Could you copy out, word for word, the records from the line containing "Pick out each instance of the tree" up to and including the last line of the records?

>>>>>

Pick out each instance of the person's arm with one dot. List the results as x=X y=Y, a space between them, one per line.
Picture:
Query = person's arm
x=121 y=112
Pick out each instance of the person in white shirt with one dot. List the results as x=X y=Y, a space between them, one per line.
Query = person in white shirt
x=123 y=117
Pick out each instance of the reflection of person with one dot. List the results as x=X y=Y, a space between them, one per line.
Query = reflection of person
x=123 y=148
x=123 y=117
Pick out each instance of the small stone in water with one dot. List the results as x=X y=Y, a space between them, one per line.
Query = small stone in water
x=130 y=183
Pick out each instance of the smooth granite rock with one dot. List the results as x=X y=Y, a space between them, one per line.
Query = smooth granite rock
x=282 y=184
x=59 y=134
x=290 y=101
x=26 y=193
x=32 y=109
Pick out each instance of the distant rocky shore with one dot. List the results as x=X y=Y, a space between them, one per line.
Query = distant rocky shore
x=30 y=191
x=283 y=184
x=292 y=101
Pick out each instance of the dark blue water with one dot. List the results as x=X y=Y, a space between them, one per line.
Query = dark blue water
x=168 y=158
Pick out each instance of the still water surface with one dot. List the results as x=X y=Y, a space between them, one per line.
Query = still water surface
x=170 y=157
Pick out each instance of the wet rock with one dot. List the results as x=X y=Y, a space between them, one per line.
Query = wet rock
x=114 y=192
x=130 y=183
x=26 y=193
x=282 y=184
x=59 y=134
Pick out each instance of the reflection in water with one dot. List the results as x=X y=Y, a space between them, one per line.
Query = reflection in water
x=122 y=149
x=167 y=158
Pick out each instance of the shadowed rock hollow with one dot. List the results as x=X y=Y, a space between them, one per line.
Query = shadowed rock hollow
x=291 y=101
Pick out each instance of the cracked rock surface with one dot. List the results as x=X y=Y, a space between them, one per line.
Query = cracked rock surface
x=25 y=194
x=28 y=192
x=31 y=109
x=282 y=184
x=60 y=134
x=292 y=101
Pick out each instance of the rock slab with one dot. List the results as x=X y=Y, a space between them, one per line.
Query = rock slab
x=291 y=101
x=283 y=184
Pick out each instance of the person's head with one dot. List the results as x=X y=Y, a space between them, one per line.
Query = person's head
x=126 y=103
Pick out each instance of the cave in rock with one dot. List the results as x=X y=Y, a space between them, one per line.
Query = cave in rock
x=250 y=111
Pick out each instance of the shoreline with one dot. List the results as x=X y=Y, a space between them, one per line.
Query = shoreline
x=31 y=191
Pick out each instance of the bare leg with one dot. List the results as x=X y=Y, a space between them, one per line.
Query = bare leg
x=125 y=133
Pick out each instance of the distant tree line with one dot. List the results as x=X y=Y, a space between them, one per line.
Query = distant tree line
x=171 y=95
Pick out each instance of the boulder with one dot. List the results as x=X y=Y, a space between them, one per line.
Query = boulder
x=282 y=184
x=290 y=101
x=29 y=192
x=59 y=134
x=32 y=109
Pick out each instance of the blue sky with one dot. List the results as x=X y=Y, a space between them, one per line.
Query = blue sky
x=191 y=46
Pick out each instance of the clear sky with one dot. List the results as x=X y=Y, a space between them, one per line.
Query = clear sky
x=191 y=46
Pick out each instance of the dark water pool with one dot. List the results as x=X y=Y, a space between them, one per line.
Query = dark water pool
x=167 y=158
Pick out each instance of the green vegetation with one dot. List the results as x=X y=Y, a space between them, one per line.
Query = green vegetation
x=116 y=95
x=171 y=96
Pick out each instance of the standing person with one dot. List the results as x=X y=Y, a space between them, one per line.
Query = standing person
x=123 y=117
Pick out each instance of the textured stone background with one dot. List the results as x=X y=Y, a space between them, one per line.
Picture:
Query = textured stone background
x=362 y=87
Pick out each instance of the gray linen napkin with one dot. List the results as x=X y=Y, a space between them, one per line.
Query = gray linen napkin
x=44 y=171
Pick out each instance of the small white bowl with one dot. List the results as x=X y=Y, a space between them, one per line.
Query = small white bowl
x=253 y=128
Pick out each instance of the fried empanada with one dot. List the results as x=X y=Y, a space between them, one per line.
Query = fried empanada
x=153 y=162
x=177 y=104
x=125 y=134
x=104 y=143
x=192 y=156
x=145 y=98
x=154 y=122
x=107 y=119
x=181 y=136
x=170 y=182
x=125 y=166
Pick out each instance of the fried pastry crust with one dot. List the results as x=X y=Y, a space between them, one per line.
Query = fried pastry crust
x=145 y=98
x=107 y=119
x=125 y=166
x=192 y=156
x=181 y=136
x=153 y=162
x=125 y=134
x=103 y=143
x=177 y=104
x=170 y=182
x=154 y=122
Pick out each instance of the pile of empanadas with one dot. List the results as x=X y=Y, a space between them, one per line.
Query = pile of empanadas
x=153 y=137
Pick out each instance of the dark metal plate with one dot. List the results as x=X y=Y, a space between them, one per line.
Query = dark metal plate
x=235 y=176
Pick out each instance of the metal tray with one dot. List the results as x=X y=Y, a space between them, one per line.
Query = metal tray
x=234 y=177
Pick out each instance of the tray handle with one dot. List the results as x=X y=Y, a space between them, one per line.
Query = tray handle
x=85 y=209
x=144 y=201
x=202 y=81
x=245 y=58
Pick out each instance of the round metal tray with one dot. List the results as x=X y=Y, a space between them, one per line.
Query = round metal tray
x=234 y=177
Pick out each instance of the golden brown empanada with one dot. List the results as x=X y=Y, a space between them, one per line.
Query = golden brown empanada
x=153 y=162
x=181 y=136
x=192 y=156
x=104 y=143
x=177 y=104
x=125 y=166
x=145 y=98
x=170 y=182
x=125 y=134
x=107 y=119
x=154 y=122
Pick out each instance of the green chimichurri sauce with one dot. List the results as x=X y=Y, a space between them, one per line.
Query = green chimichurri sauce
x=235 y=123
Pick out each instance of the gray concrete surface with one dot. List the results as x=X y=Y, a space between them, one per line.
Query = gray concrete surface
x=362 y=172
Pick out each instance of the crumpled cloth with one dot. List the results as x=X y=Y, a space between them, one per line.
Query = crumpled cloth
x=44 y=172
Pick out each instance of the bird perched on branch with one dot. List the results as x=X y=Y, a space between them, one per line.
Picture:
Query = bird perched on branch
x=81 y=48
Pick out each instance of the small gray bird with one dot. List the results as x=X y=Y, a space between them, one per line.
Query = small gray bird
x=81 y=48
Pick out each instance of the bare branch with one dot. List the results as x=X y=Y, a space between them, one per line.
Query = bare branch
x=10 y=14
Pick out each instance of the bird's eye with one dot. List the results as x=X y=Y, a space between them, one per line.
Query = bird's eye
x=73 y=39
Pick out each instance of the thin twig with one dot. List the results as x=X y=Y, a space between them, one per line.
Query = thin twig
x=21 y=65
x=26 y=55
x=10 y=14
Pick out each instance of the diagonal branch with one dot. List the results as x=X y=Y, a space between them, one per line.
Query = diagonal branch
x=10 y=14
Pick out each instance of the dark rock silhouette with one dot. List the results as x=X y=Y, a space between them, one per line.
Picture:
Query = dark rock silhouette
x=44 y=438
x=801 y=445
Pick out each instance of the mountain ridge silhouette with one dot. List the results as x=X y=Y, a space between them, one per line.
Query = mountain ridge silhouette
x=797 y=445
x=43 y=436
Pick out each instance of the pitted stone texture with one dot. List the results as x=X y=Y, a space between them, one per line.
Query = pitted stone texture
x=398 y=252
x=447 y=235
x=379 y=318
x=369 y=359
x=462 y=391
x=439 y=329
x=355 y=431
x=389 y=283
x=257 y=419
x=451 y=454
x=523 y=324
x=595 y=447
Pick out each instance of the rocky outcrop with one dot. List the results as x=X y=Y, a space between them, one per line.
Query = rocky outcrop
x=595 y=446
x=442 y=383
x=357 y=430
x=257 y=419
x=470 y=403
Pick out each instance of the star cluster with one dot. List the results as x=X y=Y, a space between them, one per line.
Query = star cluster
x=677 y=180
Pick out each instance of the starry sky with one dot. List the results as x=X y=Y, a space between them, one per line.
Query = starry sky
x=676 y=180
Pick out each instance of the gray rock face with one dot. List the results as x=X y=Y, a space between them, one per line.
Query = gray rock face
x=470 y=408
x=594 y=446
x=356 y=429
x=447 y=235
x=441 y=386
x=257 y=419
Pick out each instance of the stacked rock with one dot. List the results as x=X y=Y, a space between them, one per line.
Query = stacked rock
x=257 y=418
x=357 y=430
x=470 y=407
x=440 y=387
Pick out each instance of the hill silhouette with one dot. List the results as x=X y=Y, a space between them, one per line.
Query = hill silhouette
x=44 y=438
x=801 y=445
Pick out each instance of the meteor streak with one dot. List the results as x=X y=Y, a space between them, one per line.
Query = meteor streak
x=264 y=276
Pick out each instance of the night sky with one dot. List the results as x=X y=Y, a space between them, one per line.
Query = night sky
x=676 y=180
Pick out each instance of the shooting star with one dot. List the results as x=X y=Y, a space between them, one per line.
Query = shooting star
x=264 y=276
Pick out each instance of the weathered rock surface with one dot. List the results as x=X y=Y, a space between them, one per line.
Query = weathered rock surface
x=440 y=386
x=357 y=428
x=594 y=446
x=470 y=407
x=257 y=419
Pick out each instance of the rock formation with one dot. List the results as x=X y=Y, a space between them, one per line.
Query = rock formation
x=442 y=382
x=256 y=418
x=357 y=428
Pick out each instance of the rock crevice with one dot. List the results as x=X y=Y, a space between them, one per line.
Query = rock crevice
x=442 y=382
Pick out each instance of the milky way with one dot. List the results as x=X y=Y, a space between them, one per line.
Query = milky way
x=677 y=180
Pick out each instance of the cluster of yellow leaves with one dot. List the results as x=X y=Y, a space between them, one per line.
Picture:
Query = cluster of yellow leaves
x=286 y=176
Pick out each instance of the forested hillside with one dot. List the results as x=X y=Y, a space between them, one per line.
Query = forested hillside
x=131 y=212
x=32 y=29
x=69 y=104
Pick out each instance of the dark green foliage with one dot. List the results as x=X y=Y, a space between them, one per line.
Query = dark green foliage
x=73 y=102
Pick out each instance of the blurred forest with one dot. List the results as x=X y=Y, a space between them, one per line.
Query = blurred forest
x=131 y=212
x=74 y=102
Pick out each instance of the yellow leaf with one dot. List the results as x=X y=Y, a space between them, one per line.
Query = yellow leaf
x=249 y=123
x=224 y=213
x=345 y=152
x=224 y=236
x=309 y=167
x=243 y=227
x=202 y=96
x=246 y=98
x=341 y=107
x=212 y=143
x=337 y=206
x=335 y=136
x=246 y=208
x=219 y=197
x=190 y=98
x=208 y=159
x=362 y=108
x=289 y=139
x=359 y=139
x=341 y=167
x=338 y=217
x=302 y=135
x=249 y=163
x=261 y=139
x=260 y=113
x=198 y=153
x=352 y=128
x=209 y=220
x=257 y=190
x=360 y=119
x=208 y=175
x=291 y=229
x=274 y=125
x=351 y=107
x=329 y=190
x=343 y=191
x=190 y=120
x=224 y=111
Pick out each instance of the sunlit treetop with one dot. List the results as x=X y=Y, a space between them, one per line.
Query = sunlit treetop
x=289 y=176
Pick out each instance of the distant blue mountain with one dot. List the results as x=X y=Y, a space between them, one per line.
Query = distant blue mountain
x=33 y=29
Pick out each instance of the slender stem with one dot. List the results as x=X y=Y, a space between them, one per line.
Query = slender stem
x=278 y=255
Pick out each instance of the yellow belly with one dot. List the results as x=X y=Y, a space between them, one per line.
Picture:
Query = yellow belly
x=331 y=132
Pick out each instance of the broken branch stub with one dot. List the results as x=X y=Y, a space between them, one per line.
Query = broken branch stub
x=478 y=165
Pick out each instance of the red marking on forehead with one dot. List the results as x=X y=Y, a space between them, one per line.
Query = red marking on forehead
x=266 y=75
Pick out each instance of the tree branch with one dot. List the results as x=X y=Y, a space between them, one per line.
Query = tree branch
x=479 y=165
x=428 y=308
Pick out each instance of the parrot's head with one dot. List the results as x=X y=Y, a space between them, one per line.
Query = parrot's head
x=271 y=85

<<<<<

▶ [Solution for this exercise]
Pick out each instance of the tree branch with one dot. List the results as x=X y=Y, a space between them, one per line.
Query = tree branch
x=479 y=165
x=428 y=308
Pick out each instance of the parrot's head with one dot. List the results as x=X y=Y, a space between them, one per line.
Query = parrot's head
x=271 y=85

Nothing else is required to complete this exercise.